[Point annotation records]
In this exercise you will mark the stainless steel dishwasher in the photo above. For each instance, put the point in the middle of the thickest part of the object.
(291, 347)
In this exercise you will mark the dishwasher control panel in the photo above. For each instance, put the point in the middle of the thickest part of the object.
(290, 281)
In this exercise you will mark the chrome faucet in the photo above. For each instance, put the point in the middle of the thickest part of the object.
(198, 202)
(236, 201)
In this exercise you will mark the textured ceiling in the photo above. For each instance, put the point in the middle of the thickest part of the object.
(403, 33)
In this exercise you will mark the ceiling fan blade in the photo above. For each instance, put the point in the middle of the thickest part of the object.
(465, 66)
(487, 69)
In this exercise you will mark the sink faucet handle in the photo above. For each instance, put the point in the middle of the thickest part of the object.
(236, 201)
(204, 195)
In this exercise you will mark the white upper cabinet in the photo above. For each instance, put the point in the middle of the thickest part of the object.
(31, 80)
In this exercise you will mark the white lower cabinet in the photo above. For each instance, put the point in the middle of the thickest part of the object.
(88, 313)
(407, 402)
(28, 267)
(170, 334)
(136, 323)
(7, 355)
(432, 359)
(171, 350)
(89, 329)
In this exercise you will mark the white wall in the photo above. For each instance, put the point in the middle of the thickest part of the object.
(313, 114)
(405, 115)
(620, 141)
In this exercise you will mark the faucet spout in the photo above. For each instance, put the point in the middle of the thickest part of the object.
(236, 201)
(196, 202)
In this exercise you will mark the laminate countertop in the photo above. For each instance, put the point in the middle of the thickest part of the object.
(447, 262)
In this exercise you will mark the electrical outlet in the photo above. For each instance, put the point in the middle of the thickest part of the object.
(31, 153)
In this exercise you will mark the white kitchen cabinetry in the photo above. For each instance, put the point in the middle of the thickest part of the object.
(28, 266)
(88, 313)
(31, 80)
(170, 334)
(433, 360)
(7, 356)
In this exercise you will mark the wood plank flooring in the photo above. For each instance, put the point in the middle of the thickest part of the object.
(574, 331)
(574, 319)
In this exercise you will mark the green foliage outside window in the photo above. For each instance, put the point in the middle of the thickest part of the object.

_WHAT IS EXPECTED_. Rescale the records starting with the line containing "In this exercise you will mark the wood" and going on through the end of the records. Reproduce each of those lines, requests included, with every coordinate in the answers multiplied by 0.2 and rounded to the nearest whole number, halves rounded up.

_REPLY_.
In this exercise you will mark the wood plank flooring in the photo above. For each instance, put the point in the middle of the thickest part of the object.
(115, 66)
(115, 64)
In this exercise you will mark the green foliage outside window in the photo above. For each instance, put the point in the middle of the thickest part of the object.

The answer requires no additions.